#### ACTIVITY
Without skipping or changing anything, print all the entries.

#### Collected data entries
·····

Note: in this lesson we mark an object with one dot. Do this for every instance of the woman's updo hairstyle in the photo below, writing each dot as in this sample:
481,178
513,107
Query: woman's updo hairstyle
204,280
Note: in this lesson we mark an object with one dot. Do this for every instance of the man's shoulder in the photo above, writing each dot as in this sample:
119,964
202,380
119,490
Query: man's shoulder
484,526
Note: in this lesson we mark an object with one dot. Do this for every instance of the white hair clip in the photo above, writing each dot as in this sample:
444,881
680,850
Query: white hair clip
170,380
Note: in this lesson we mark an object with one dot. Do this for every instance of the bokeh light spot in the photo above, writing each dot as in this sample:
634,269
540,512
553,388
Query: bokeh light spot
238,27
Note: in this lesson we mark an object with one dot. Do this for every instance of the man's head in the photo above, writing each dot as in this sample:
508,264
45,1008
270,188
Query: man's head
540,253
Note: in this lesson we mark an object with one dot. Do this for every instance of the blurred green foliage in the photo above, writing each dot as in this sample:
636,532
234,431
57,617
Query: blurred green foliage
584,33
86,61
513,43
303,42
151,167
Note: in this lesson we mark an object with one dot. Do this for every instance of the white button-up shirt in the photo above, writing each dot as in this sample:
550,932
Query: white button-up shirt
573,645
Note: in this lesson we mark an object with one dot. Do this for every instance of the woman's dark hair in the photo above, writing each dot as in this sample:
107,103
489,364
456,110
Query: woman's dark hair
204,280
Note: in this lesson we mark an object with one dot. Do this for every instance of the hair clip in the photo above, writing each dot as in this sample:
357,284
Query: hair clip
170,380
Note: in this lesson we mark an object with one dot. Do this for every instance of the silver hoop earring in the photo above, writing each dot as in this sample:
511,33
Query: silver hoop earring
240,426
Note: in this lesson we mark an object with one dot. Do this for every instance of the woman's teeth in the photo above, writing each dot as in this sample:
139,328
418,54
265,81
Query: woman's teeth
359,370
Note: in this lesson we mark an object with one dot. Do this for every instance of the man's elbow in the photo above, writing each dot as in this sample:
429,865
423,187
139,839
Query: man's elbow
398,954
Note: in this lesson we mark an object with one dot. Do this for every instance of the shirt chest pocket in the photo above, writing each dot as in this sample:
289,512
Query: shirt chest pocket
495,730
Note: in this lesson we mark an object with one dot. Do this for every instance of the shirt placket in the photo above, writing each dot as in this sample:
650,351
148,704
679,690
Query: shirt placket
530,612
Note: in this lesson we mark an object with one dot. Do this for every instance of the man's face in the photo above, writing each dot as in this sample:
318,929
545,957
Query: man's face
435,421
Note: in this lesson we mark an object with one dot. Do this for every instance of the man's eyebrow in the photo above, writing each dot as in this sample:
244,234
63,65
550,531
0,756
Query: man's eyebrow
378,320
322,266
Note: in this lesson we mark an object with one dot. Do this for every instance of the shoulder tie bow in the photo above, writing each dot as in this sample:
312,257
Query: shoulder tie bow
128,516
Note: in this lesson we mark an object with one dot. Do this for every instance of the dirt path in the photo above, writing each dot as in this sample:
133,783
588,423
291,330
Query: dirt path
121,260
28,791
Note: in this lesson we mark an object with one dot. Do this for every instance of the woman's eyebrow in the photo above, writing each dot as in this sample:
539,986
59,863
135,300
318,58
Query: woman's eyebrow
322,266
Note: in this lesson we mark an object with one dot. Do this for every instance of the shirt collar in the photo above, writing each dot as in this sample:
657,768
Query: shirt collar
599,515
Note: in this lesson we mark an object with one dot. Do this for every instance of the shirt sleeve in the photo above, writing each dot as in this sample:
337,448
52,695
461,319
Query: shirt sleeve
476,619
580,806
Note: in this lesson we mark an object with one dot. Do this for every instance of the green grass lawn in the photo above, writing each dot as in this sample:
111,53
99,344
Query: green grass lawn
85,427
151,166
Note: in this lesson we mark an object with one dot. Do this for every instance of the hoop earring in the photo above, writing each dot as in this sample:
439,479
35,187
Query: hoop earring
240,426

·····

#### ANSWER SPACE
Note: in this lesson we mark an object with one dot. Do this for every instance of the woman's updo hairstyle in the photo below, writing each dot as in this sample:
481,178
513,107
Query: woman's updo hairstyle
204,280
Note: in this lesson we mark an object with one dot. Do this for every instance of the man's shoulder in the photo above, writing each dot as in this sample:
119,964
202,380
119,490
Query: man's shoulder
484,526
Note: in this lesson we mark an object with one dot. Do this for every instance of the white hair clip in the photo above, writing each dot as in this sample:
444,881
680,850
Query: white hair clip
170,380
Note: in this lesson we mark an object with one dot. Do this for every instance of the bokeh light spot in the photo above, writing each dot as in this sample:
634,269
540,512
553,388
Query: bokeh light spot
238,27
Note: in this lesson we mark an object with one dot. Do this for every instance of the man's head in the photo above, writing each dot as in this sample:
508,264
45,1008
270,188
Query: man's head
540,253
Note: in this lesson we mark an object with one dot. Do this for every instance of the blurred green foliage in the photo above, writing each dot as in this sample:
636,532
234,431
57,617
Query: blurred green foliage
584,33
86,61
513,43
303,42
151,167
Note: in this lesson we mark an object with one dot. Do this for every instance of the white button-up shirt in the photo above, writing each dot as in this sample:
550,932
Query: white button-up shirt
573,645
Note: in this lesson we mark an object with one dot. Do this for every instance of the woman's dark hair in the photo above, writing each dot as in this sample:
107,103
489,364
456,110
Query: woman's dark hair
204,280
Note: in this lesson we mark an object with one dot. Do this for every instance of the hair clip in the photo above, writing each dot as in this sample:
357,284
Query: hair clip
170,380
Note: in this lesson we mark an object with one dot. Do this for every instance of the silver hoop earring in the photo above, writing each dot as in this sample:
511,33
Query: silver hoop earring
240,426
Note: in this lesson we mark an object with one dot. Do this for every instance of the woman's teeth in the photo above, writing each dot as in this sample:
139,328
418,54
265,81
Query: woman's teeth
359,370
Note: in this lesson we mark an object with one dot. Do this for every instance of the man's elbow in the photo above, writing each dot as in this sample:
429,865
423,187
139,839
Query: man's elbow
398,954
Note: in this lesson we mark an object with one dot. Do this for every instance of the shirt chest pocket in the photo above, writing each dot as in this sample:
289,512
Query: shirt chest pocket
495,730
Note: in this lesson we mark an object with one dot. Do this for every instance of the shirt placket in the photo above, writing each dot as in this sample:
650,351
148,704
679,690
Query: shirt placket
530,612
Note: in this lesson we mark an object with one dot. Do this for every instance of the man's face in the photo above, writing each dot as in this sample:
318,929
545,957
Query: man's face
435,421
Note: in this lesson we mark an object with one dot. Do this for every instance of the man's eyebrow in the photo above, writing each dot as in this sample:
244,234
63,65
550,531
0,756
Query: man's eyebrow
378,320
322,266
Note: in this lesson we mark an object with one dot. Do this for every instance of the shoulder tie bow in the photo above, writing each dot as in this sample:
312,257
Query: shoulder tie bow
128,516
Note: in this lesson we mark an object with one dot. Do this for every instance of the dirt path in the photo above, writing each dot as in this sample:
133,783
588,423
291,330
Query: dirt path
121,260
28,791
Note: in this lesson we mark an object with one dot. Do this for every instance of the woman's eyebrow in the photo above, writing each dot as in this sample:
539,986
59,863
135,300
318,58
Query: woman's eyebrow
322,266
Note: in this lesson we mark an object with one dot. Do this for every instance of the shirt collar in the photo above, writing each dot as in this sample:
657,768
Query: shirt collar
599,515
Note: in this lesson we mark an object with one dot. Do this for every instance of the shirt sleeve in the photo above, writing each dot as in this sample:
337,448
52,695
461,319
Query: shirt sleeve
476,619
580,806
Note: in this lesson we mark an object with one dot. Do this for every instance of the green grass lawn in the photo above, writing each dot as in this sample:
111,53
99,344
Query: green grass lawn
85,427
151,166
Note: in this lesson we mark an object with one dot. Do this for every instance of the hoop earring in the photo above, writing each dot as in this sample:
439,479
35,187
Query: hoop earring
240,426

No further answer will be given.